» Task
The response should consist of the data reproduced word for word.

» Data listing
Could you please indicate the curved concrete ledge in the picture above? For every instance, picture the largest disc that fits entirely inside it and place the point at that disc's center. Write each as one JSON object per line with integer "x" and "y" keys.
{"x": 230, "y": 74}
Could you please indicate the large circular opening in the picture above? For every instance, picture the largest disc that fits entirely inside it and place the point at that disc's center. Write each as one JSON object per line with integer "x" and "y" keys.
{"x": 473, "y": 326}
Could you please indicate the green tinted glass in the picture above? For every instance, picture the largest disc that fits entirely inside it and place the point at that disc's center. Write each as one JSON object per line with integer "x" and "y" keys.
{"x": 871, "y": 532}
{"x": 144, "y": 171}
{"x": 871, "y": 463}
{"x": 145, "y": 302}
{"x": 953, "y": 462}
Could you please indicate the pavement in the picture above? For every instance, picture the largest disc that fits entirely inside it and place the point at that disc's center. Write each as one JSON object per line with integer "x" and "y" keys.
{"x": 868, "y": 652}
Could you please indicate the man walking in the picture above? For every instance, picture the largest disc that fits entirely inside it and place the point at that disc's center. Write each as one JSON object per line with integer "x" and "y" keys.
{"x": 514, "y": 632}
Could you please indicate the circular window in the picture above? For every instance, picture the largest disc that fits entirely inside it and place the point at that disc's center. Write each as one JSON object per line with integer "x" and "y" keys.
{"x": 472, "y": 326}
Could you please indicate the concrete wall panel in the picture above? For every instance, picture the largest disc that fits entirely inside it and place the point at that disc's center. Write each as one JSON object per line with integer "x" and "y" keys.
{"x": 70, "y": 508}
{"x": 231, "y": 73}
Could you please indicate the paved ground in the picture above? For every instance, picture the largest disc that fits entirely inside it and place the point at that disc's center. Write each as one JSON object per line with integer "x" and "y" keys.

» Exercise response
Could you please indicate the curved concrete ledge in the picture above? For every instance, picture the largest disc that fits entirely inside it and place the point at that disc's center. Write each as one JSON object per line with integer "x" and "y" keys.
{"x": 230, "y": 74}
Could you please indicate the large circular opening in the picture above? For every instance, picture the largest disc that fits entirely inside it and place the point at that disc's center. Write each as one JSON object per line with integer "x" and "y" keys.
{"x": 473, "y": 326}
Could you please indicate the green tinted glass in the picture above? For every instance, picture the largest disc that fits entirely inside it and place the point at that disc's center. Write each as one JSON object per line with integer "x" and "y" keys.
{"x": 871, "y": 532}
{"x": 144, "y": 171}
{"x": 871, "y": 463}
{"x": 145, "y": 302}
{"x": 953, "y": 462}
Could you please indicate the pavement in the picture above? For every instance, picture the largest disc that fits entirely inside it and place the point at that disc's center. Write each as one JSON object per line with integer "x" and "y" keys.
{"x": 868, "y": 652}
Could you please indicate the man walking in the picture above? For every instance, picture the largest disc that fits entirely inside it and place the point at that disc's center. Write each as one JSON object per line with integer "x" and "y" keys.
{"x": 514, "y": 632}
Could you please indicate the circular window in the picture above? For every instance, picture the largest disc that fits entirely inside it and place the point at that disc's center. Write each as one JSON object per line with integer "x" and "y" keys.
{"x": 472, "y": 326}
Could you please indicate the concrete wall panel in the picture above? For every instance, picture the largest disc that fits entirely inside it and place the point at that disc's center. Write each as one JSON object per line with integer "x" and "y" keys.
{"x": 70, "y": 508}
{"x": 231, "y": 73}
Could you please indicate the paved ground in the picture above? For every instance, picture the largest disc that fits entirely inside it and place the point at that disc's center. Write each as one JSON object per line with integer "x" and "y" keys.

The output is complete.